Put the entries below into a two-column CSV with the headers entry_text and answer, one row per entry. Quote each field and replace any line breaks inside it with spaces.
***** Given information *****
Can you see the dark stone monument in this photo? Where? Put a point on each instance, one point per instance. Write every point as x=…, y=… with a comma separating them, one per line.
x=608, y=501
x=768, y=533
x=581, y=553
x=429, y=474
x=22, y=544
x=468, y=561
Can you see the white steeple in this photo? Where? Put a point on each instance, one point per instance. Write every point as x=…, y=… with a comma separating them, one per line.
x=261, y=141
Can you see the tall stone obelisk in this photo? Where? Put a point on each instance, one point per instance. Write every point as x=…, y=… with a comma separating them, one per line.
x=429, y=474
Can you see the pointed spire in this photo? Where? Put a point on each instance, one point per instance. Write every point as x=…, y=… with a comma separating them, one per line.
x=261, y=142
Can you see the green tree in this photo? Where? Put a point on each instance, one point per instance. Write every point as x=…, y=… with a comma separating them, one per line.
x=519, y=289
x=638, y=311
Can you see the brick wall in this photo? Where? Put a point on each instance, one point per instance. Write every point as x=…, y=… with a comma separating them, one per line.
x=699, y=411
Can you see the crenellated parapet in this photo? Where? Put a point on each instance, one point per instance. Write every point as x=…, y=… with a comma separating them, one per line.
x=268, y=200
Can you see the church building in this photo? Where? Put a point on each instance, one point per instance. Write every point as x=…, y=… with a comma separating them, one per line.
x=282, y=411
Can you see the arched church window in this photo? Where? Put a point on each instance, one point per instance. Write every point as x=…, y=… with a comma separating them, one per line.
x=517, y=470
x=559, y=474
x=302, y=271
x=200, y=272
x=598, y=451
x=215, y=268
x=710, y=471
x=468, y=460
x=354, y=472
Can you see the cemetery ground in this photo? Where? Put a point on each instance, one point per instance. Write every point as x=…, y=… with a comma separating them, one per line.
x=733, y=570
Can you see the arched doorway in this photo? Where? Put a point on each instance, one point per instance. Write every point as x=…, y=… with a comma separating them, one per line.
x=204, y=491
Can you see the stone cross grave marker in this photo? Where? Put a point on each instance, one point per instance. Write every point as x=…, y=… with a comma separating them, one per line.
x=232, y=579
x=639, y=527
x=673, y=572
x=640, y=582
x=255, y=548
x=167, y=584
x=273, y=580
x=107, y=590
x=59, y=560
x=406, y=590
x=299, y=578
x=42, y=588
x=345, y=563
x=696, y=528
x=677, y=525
*****
### Written response
entry_text,answer
"Can you see the dark stone monument in this photo? Where? Put a point on each instance, one point per instance. Write every point as x=…, y=… with a comma separating them, one per line.","x=608, y=501 x=768, y=533 x=581, y=553 x=429, y=474 x=22, y=544 x=468, y=561"
"Can you see the white steeple in this photo? Where? Put a point on each instance, one point per instance. Write every point as x=…, y=… with a comma separating them, one per line.","x=261, y=141"
"Can you see the tall stone obelisk in this photo? Where? Put a point on each instance, one point per instance. Write every point as x=…, y=… with a comma separating them, one per line.","x=429, y=474"
"Can you see the pointed spire in this photo? Where? Put a point on each instance, one point per instance. Write every point as x=…, y=… with a comma separating them, one per line.","x=261, y=142"
"Can you see the green tree in this photo? Where? Put a point on each instance, one point per instance. Write every point as x=…, y=… with a comma separating them, one per line.","x=519, y=289 x=638, y=311"
"Can you see the brick wall in this photo? Where? Put a point on each instance, one point per instance. Write every point as x=…, y=… with a comma separating them, one per line.","x=699, y=411"
"Can you see the crenellated parapet in this photo? Where? Put a point on each instance, one point per instance. Write every point as x=…, y=… with a comma separating them, one per line.","x=268, y=200"
"Can you see the church building in this photo? Where? Put a point on each instance, one point per instance. Write every point as x=…, y=… with a comma separating them, one per line.","x=282, y=411"
"Can you see the arched church window in this photo? Where? Put a point on each instance, one point per instance. Write every point as x=…, y=… with a comma separating them, one per line.","x=517, y=470 x=559, y=474 x=302, y=271 x=200, y=272 x=598, y=451 x=215, y=268 x=710, y=471 x=468, y=460 x=354, y=472"
"Can you see the cemetery ground in this photo? Where? Put a point on each instance, one point per instance. Write every point as x=…, y=… with a comma separating them, one per line.","x=733, y=570"
"Can you see the arched doorway in this photo? Where? Put a point on each instance, one point per instance. Write every point as x=…, y=… with a comma separating them, one per line.","x=204, y=491"
"Can you see the stone cross grave marker in this photo? Where? Put a point on each instance, one point per instance. Write every point as x=…, y=… with a comma separating them, one per line.","x=232, y=579 x=639, y=527 x=673, y=572 x=640, y=582 x=255, y=548 x=167, y=584 x=273, y=580 x=107, y=590 x=59, y=560 x=406, y=590 x=299, y=578 x=42, y=588 x=345, y=563 x=696, y=528 x=677, y=525"